## Exercise instructions
Will you quote only the lines starting at the one that contains "Exercise. For every instance of the pumpkin" and ending with the last line of the listing below, inclusive?

------ Stored records ------

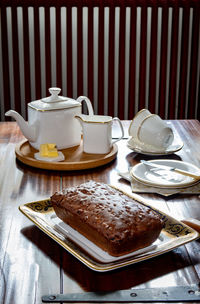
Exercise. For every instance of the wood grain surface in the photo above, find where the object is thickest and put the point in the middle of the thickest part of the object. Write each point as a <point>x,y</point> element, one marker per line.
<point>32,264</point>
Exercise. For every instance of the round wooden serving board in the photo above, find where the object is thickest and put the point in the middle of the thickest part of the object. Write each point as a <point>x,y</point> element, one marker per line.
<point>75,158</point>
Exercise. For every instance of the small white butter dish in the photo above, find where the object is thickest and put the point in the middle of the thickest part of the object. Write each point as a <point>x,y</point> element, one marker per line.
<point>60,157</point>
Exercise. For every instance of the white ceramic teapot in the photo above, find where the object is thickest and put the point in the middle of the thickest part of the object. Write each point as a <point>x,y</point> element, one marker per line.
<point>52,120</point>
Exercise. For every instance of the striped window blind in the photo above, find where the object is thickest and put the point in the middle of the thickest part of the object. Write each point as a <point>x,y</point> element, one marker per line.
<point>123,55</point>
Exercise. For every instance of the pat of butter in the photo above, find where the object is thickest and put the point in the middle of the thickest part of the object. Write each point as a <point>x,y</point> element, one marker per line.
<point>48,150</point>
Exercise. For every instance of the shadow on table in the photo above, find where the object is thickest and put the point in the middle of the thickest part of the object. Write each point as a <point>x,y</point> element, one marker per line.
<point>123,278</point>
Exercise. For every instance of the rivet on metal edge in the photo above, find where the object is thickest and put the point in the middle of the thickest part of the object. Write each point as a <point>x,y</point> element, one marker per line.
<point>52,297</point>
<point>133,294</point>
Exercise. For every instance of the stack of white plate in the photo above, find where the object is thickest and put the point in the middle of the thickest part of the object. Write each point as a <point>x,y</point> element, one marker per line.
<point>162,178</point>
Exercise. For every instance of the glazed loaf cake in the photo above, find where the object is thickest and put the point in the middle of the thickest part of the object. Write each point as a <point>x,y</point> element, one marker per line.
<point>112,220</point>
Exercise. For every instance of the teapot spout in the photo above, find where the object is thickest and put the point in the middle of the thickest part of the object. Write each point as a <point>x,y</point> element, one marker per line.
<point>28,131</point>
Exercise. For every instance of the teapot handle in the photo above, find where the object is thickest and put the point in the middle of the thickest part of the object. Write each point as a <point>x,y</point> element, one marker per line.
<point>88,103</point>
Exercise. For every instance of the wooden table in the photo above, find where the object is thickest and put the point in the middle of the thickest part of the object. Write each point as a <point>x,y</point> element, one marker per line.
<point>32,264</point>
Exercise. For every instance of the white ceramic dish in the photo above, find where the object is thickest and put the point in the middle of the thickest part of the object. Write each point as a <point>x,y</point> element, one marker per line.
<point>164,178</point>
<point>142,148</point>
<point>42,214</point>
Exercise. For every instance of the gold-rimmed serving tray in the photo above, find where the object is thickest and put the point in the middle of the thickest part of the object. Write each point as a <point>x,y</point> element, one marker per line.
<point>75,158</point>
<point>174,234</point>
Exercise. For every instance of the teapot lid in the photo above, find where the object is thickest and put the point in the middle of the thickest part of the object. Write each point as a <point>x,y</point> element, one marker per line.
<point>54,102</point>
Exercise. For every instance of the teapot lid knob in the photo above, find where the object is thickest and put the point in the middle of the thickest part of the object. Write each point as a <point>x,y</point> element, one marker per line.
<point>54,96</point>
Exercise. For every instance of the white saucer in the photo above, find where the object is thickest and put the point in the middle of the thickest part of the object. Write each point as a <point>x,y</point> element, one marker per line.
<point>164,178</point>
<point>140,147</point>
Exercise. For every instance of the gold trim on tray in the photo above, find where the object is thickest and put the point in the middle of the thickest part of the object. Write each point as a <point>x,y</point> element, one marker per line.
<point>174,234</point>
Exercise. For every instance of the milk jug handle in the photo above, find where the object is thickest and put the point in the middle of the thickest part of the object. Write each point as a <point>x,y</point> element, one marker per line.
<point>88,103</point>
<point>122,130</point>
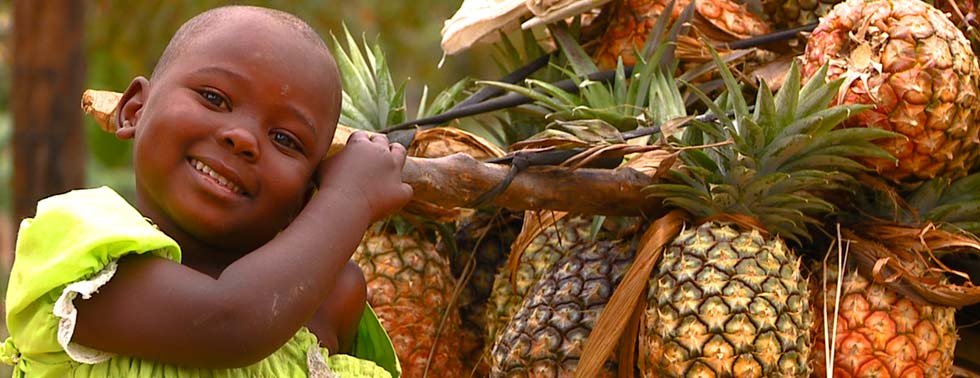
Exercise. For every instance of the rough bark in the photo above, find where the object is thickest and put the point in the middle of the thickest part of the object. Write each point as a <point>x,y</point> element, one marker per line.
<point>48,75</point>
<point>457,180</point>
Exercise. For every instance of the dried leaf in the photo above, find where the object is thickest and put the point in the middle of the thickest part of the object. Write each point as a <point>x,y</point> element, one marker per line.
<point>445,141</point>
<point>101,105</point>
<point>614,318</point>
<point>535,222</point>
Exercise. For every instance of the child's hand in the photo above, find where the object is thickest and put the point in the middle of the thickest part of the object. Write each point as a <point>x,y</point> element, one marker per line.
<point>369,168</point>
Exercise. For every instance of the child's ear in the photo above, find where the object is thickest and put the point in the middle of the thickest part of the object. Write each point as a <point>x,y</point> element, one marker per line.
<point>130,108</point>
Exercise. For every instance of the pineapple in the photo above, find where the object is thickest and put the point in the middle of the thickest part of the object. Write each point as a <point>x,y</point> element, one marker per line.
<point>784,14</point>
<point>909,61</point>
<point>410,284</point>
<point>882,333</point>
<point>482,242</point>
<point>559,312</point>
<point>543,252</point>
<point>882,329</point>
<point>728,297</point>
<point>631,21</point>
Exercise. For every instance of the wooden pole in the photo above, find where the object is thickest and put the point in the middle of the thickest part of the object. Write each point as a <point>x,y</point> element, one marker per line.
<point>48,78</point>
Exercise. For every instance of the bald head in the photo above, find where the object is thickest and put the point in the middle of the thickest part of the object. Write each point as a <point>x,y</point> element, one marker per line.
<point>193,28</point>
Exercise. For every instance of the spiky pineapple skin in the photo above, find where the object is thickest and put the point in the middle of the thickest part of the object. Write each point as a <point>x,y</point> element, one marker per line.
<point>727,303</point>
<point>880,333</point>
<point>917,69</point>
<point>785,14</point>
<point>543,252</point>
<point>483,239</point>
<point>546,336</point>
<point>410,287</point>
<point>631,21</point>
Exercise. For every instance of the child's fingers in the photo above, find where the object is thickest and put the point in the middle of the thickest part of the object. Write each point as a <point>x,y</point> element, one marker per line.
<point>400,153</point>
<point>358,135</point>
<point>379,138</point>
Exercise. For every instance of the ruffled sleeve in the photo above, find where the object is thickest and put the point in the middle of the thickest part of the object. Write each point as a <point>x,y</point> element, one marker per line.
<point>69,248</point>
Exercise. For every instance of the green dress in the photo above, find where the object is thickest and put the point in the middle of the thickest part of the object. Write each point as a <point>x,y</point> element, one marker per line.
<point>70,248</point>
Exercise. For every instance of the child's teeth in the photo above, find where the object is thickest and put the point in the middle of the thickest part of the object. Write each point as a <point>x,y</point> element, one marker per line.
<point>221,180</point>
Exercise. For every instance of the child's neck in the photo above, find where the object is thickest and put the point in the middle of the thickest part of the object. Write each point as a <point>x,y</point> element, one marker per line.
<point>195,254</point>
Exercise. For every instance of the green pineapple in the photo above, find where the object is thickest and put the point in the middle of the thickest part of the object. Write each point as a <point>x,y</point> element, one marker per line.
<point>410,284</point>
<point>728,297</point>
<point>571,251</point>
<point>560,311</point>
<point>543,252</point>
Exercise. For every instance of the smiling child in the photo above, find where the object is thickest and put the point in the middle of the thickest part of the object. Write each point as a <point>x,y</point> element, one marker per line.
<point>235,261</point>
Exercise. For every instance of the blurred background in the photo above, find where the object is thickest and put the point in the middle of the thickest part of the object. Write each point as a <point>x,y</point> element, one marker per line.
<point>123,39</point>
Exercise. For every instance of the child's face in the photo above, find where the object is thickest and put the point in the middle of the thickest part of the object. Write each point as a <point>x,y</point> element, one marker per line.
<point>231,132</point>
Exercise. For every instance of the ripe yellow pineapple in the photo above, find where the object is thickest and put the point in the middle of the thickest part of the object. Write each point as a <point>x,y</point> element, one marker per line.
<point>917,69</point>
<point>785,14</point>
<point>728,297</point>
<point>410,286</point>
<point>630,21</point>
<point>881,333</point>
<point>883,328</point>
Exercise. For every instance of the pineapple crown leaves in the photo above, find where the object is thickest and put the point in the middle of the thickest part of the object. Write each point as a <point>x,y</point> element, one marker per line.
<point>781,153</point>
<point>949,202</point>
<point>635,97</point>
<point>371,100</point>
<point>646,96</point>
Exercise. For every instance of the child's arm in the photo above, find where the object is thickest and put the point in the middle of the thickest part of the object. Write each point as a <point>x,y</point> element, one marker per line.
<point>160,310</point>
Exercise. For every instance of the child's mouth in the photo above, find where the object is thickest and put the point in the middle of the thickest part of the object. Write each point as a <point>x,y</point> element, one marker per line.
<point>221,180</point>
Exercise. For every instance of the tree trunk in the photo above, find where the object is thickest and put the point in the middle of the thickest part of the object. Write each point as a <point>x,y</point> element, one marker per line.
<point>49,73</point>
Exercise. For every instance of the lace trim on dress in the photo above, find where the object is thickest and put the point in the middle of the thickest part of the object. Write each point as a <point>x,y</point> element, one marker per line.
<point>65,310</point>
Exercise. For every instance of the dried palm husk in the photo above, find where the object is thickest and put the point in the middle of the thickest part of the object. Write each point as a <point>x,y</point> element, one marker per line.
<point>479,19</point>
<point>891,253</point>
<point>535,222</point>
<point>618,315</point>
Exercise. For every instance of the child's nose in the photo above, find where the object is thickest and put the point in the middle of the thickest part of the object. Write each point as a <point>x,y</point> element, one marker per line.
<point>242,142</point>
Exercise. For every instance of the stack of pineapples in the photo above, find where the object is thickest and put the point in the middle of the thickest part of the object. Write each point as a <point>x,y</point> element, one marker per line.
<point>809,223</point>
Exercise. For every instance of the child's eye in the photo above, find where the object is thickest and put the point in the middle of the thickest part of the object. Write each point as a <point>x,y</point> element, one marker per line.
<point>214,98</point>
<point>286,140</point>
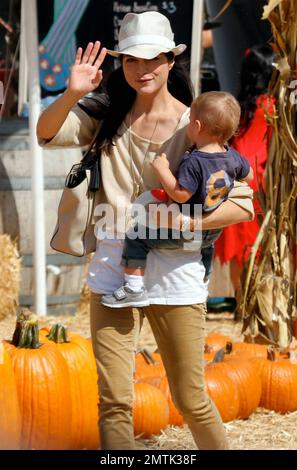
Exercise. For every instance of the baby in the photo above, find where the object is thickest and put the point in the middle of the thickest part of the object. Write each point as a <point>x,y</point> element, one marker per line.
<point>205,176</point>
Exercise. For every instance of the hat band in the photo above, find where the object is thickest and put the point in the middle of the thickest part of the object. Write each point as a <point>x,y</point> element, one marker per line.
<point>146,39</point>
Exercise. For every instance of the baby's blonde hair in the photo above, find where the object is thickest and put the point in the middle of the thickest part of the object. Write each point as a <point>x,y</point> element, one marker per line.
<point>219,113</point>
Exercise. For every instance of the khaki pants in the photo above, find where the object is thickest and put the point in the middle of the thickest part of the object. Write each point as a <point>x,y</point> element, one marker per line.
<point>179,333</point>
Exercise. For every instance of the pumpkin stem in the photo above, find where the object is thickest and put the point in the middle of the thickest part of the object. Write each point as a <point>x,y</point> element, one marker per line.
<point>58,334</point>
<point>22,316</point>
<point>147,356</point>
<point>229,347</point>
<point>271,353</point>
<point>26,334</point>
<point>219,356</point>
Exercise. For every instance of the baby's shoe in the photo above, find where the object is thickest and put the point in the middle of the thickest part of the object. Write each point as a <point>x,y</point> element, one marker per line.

------

## Complete response
Exercise. For every instance of the pumpkin stem in the photo above, find where the object is thickest and put the point in the middle of the thickest part of the object. Write each point as a <point>x,y</point> element, one marker per line.
<point>58,334</point>
<point>22,316</point>
<point>147,356</point>
<point>229,347</point>
<point>271,353</point>
<point>26,334</point>
<point>219,356</point>
Exercise. For every instance of the baby's shoe in the photo above, find where the object is thickest and put the point in the middle of the thickest part of the object. Write each point as a <point>x,y</point> element, one marker per line.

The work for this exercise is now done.